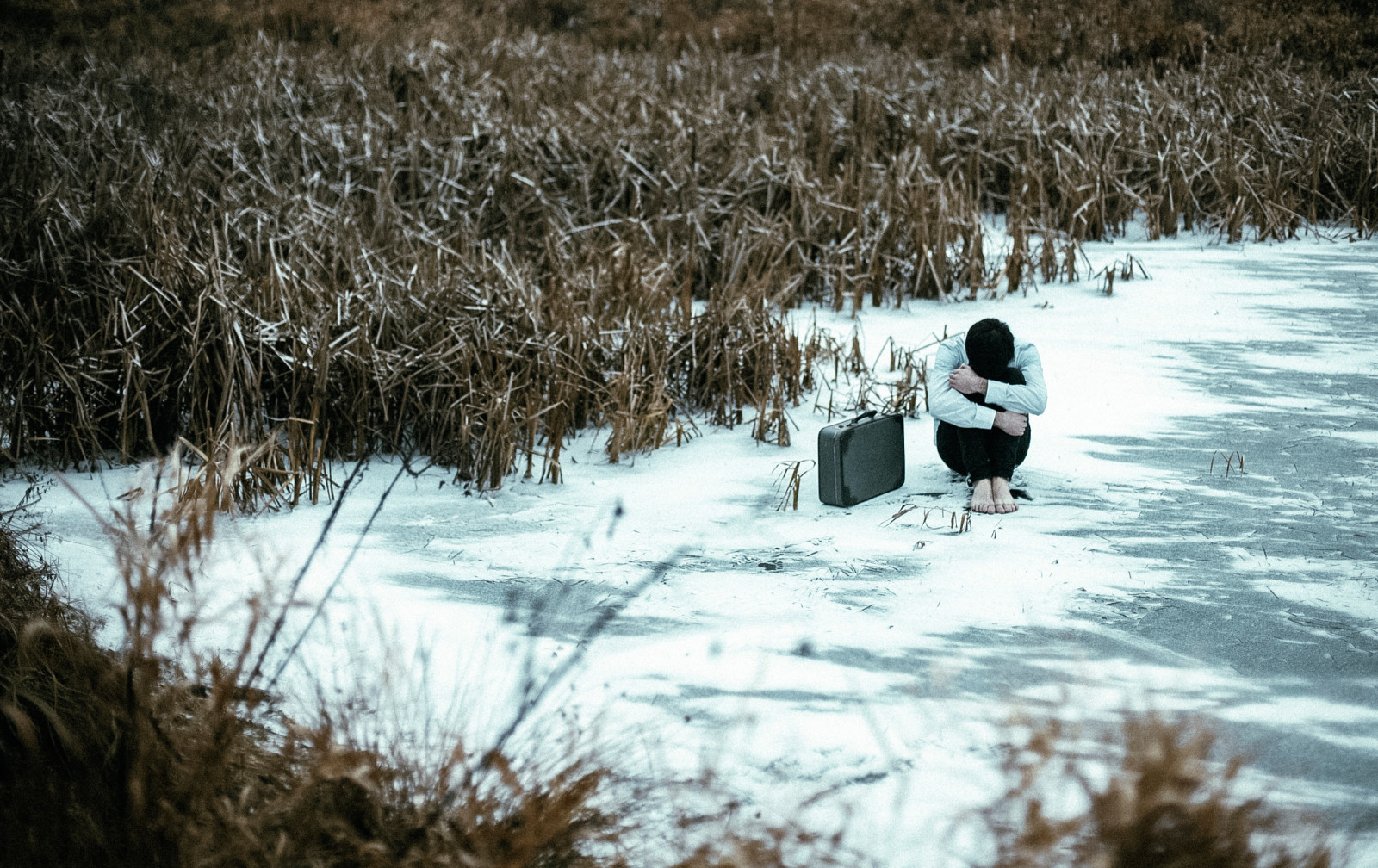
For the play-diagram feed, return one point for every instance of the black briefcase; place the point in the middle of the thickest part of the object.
(860, 458)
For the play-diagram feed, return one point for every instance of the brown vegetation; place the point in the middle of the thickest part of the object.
(127, 758)
(473, 247)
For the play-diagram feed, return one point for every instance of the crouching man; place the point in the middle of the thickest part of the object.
(987, 386)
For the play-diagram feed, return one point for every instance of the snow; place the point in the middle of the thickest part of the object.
(858, 666)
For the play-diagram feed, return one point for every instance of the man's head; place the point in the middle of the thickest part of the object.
(990, 349)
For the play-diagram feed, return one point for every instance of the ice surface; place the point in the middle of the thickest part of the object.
(863, 666)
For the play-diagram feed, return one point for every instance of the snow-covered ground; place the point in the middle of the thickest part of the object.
(870, 660)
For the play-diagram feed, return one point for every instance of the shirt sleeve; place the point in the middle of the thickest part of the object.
(1028, 399)
(947, 404)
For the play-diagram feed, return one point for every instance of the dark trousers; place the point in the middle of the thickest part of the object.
(982, 454)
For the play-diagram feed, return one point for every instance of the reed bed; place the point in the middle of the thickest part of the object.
(473, 247)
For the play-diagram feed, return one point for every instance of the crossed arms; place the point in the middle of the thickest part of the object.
(955, 381)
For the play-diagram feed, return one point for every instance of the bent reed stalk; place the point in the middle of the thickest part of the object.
(473, 248)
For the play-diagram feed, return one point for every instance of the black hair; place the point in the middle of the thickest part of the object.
(990, 349)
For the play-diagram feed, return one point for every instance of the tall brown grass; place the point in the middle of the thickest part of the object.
(151, 755)
(475, 247)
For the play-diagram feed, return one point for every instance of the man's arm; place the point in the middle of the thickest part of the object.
(948, 404)
(1028, 399)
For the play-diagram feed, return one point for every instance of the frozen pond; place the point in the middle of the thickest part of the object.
(872, 658)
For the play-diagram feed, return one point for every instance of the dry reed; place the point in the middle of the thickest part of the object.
(473, 247)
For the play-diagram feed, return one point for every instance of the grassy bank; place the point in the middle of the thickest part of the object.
(148, 754)
(443, 234)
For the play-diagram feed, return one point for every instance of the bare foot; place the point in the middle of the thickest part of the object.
(1002, 496)
(982, 500)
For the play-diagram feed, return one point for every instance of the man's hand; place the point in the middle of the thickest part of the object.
(1015, 425)
(966, 381)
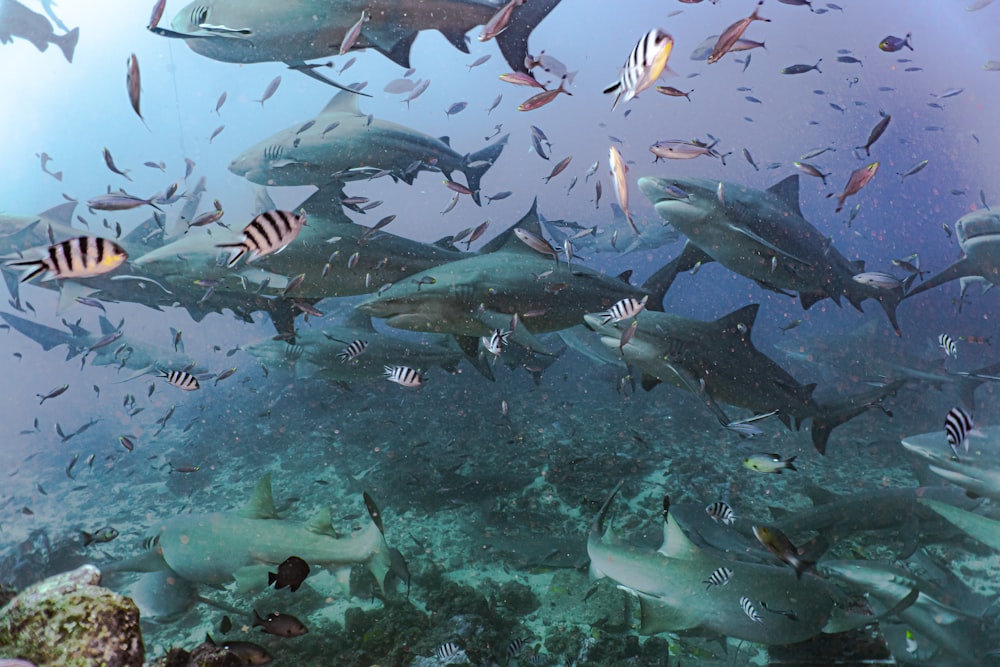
-----
#### Assignment:
Retype the lines exactly as they appear, beginning with the line that contains "the man's hand;" and ending with the final line of the entries, and omit the pictures.

#### Answer space:
For the play-diagram feed, return one point for every instance of the man's hand; place the point in the middle of the thickest part of the object.
(1015, 425)
(966, 381)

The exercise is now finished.